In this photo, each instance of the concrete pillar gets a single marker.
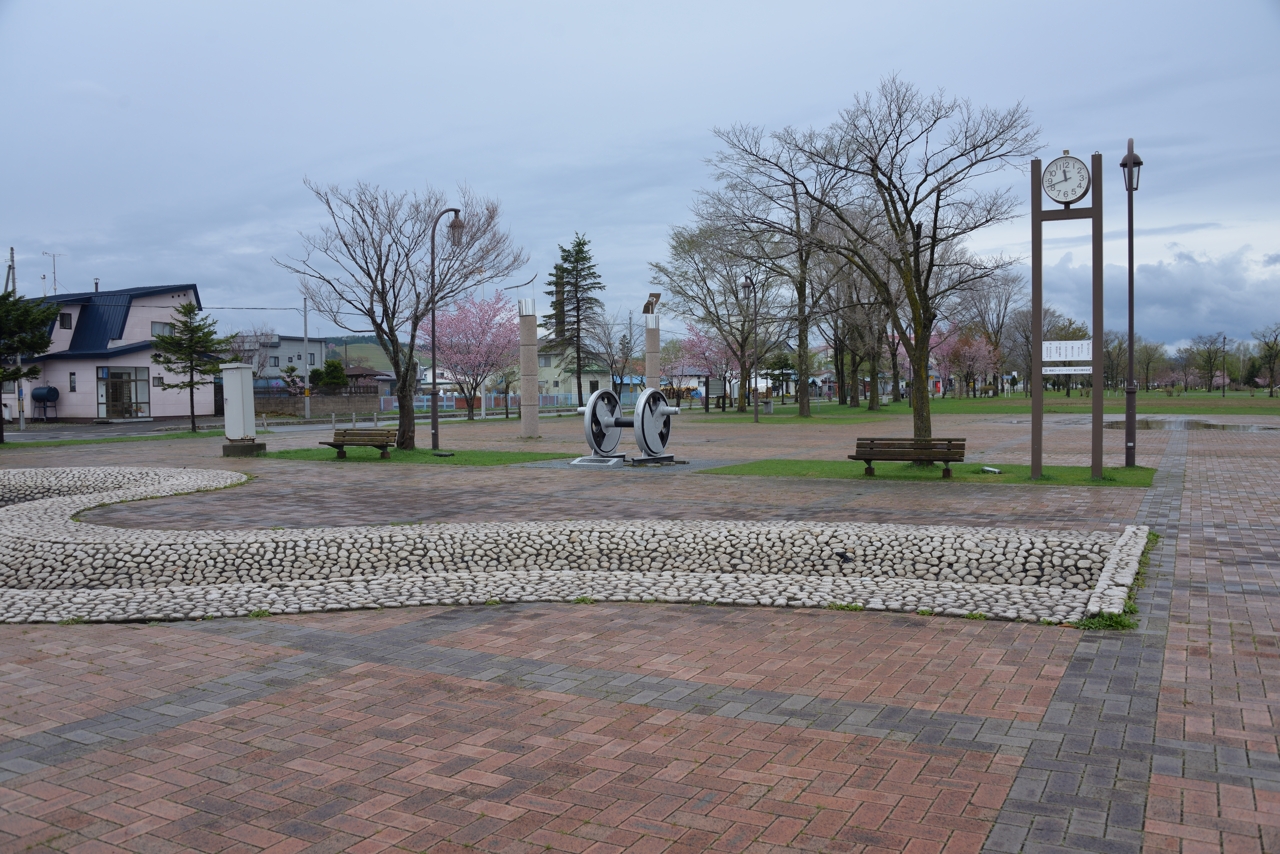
(652, 350)
(528, 370)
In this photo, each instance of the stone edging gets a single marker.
(55, 569)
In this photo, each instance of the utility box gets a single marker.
(238, 411)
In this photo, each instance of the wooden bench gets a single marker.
(945, 451)
(380, 438)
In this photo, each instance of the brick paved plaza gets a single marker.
(650, 727)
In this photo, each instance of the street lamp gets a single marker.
(1132, 165)
(456, 240)
(755, 334)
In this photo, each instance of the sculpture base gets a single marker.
(664, 460)
(600, 462)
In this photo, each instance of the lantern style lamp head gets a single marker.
(456, 227)
(1132, 165)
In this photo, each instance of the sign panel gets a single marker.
(1065, 351)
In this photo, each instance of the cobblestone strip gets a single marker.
(1088, 791)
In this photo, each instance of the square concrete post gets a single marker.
(528, 370)
(652, 350)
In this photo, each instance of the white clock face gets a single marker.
(1066, 179)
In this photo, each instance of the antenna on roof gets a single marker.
(10, 277)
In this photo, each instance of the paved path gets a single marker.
(664, 727)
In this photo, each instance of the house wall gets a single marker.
(82, 403)
(63, 337)
(144, 310)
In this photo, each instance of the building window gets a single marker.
(123, 393)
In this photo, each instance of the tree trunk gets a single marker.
(922, 427)
(803, 360)
(405, 423)
(897, 391)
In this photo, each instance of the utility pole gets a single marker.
(55, 256)
(306, 364)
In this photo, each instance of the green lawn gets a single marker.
(184, 434)
(420, 456)
(1148, 403)
(960, 473)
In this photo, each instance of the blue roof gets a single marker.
(101, 319)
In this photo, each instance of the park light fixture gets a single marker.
(1132, 165)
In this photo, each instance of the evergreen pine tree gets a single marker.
(192, 351)
(571, 287)
(24, 330)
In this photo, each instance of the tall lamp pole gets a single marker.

+-------+

## [Exercise objective]
Please give the material above again in full, with no pictures in your version.

## [Response area]
In this photo, each instance of the concrete pillar gets a single marker.
(652, 350)
(528, 370)
In this photo, each instance of the stone edging gets a single marker.
(55, 569)
In this photo, each instance of the utility box gets a single marker.
(238, 411)
In this photo, each instance of the wooden bench gets a single marker.
(945, 451)
(380, 438)
In this photo, each instance of the brick paved plaza gets a single marker.
(650, 727)
In this photo, each instance of the street lamp gets a single marker.
(1132, 165)
(456, 240)
(755, 334)
In this photo, each instance of the sculpture base gets a single marker.
(664, 460)
(600, 462)
In this photo, each instance of the lantern style lamp head gets a single marker.
(456, 227)
(1132, 165)
In this photo, each instance of the sign panel gets a single marker.
(1065, 351)
In this photo, each instance of the cobblestone strip gets a single marker.
(1088, 791)
In this photo, each instance of the square concrete post gets a single marker.
(528, 370)
(652, 350)
In this photo, each instance of the white clock face gets a single marker.
(1066, 179)
In this photo, each instance of the antenna on roof gets a single marker.
(10, 277)
In this photo, each instance of the paved path gets a single marker.
(664, 727)
In this photo, each instance of the house wall gets a single marker.
(82, 403)
(63, 337)
(144, 310)
In this photo, each instance of the building window gets a single marker.
(123, 393)
In this photo, each instance of the tree trunk gets a single marker.
(922, 427)
(803, 360)
(405, 423)
(897, 391)
In this photo, each instance of the utility pole gets a single marker.
(55, 256)
(306, 364)
In this photo, each instance of the green lawn gets a single marker.
(184, 434)
(420, 456)
(1148, 403)
(960, 473)
In this photo, each instance of the blue roof gets a single marker.
(101, 319)
In this photo, each instance of the park light fixture gets a single marker.
(1132, 165)
In this photo, each instance of the evergreen pine tree gets a single marker.
(192, 351)
(571, 287)
(24, 330)
In this photo, each instance of the tall lamp pole gets a single marker.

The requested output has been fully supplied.